Activities:
- 1) In the text on nanotechnology in cancer therapy, what range of dimensions does nanotechnology deal with?
- 2) Carry on the text on nanotechnology in cancer therapy, starting after its final sentence.

Source document:

◆ ◆ ◆

NANOTECHNOLOGY ADVANCEMENTS IN CANCER THERAPY

Nanotechnology can be simply defined as the “imaging, modelling, measuring, design, characterization, production, and application of structures, devices, and systems by controlled manipulation of size and shape at the nanometer scale (atomic, molecular, and macromolecular scale) that produces structures, devices, and systems with at least one novel/superior characteristic or property”. It deals with the “understanding and control of matter at dimensions between approximately 1 and 100 nm”. [4] For context, a strand of human hair and a sheet of newspaper are about 100,000nm thick so nanotechnology deals with matter as tiny as a strand of human hair or a sheet of newspaper divided into 1,000 to 100,000 places.

Different ways of manipulating matter at nanoscale exist but the two commonest methods are the “top-down” and “bottom-up” methods, where a nanomaterial is either made by removing the unwanted parts of a block of material till the wanted shape and size is attained or the use of self-assembly which is nature’s self-organizing process to build something up.

The major downside of the longstanding strategy of cancer therapy which is basically flooding the bloodstream with substances that are toxic to the tumour cells is that these cells are not dissimilar enough from the normal cells, and so the healthy cells are also destroyed in the process. This is made obvious by the commonly known side effects of chemotherapy which include hair loss, weight loss and other serious disorders. Even though effective, a combination of these drugs administered over a long period have detrimental effects on the overall health of the patient. Nanotechnology-based management, however, provides the advantage of targeting treatment to the tumour cells with lesser effect on healthy cells.

Nanotechnology has proved itself useful in both the diagnosis and treatment of cancer. It is believed that the processes that cause cancer happen at a nanoscale of about 1 to 100nm, and so, the goal of nanotechnology in cancer therapy is to manage cancer at this extremely tiny level.

◆ ◆ ◆

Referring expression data
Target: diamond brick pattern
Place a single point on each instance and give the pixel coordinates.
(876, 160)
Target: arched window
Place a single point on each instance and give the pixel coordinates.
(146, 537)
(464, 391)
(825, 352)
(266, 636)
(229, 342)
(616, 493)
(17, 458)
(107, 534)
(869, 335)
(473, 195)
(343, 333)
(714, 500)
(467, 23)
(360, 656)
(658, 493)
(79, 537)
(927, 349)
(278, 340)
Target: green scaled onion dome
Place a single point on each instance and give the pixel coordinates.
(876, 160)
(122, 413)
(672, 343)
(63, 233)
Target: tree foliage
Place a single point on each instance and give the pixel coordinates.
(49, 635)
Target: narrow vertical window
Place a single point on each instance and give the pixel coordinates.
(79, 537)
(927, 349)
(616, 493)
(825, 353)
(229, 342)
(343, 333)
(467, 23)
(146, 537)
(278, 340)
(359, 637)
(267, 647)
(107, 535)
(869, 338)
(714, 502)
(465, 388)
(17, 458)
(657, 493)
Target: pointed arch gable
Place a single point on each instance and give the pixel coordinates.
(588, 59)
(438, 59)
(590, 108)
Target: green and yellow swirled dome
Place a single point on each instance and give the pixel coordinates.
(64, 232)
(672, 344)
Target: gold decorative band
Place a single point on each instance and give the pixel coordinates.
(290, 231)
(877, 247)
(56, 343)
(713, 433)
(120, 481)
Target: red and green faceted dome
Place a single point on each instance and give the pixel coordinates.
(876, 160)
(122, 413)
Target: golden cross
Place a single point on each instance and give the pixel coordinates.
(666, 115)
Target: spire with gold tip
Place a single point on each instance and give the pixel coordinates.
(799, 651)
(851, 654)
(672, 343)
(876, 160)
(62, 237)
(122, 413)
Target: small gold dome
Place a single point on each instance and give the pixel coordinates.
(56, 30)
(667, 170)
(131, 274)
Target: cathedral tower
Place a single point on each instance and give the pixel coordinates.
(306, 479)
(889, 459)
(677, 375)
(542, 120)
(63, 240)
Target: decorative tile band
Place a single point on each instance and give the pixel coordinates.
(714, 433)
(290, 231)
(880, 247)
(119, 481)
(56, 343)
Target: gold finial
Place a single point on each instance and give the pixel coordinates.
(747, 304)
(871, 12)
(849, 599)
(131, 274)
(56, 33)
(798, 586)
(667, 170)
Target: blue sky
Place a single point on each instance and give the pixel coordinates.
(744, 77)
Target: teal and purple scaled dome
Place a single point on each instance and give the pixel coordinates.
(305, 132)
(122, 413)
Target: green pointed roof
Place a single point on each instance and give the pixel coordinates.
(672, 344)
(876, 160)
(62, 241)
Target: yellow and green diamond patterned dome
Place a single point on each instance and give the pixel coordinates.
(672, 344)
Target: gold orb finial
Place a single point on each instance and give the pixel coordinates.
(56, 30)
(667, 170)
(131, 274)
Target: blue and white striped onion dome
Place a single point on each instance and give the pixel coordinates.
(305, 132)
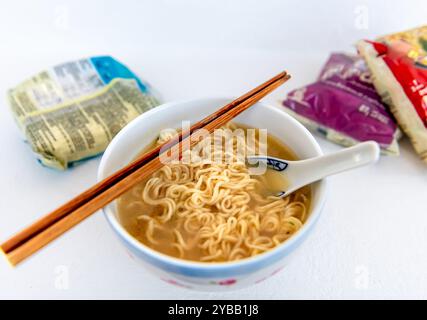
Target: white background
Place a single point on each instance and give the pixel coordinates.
(371, 239)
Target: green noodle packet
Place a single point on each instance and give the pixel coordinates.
(71, 112)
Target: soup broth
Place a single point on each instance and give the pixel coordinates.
(214, 213)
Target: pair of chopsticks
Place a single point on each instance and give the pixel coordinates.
(54, 224)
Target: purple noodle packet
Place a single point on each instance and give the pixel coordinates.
(344, 106)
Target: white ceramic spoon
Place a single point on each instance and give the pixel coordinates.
(288, 176)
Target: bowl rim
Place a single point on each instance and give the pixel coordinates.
(210, 266)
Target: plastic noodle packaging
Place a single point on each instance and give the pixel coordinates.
(398, 63)
(343, 105)
(72, 111)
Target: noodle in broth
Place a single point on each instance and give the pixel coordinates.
(212, 212)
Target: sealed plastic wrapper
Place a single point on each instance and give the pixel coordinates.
(72, 111)
(344, 106)
(398, 63)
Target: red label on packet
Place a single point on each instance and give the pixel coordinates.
(409, 72)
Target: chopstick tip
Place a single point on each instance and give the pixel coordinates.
(3, 253)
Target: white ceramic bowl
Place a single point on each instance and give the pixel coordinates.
(198, 275)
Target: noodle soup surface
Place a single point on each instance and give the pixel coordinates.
(213, 212)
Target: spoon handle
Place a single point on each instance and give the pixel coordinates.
(314, 169)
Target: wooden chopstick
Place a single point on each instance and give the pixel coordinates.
(68, 215)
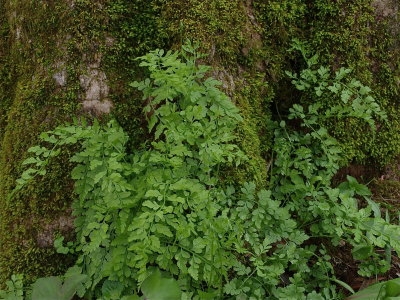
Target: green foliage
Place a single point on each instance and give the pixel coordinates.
(354, 35)
(166, 206)
(14, 289)
(380, 291)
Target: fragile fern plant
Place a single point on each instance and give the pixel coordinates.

◆ ◆ ◆

Per-task outputs:
- 1) Approximately 1 to 100 nm.

- 2)
Angiogenesis – the formation of new blood vessels – is one of the hallmarks of cancer tumours which gives it the ability to grow rapidly. Tumours produce disordered blood vessel networks that are fundamentally different from normal vasculature due to aggressive expansion of the neoplastic cell population and accompanying upregulation of pro-angiogenic factors. Tumuor vasculature is characterized by abnormal structural dynamics and immature, convoluted, and hyperpermeable vessels. The complicated tumour vasculature is often a disordered network of vessels with no obvious distinction between arterioles, capillaries, and venules. [5] The dysregulation in these vessels causes what is known as the “enhanced permeability and retention (EPR)” effect and this forms the basis of the application of “passive targeting” – one of the modalities of nanotechnology in cancer management. Reduced lymphatic drainage, larger fenestrations, and gaps between endothelial cells, ranging from 200 to 1200 nm, compared to normal endothelium with pores ranging from 10 to 50 nm, all contribute to the EPR effect.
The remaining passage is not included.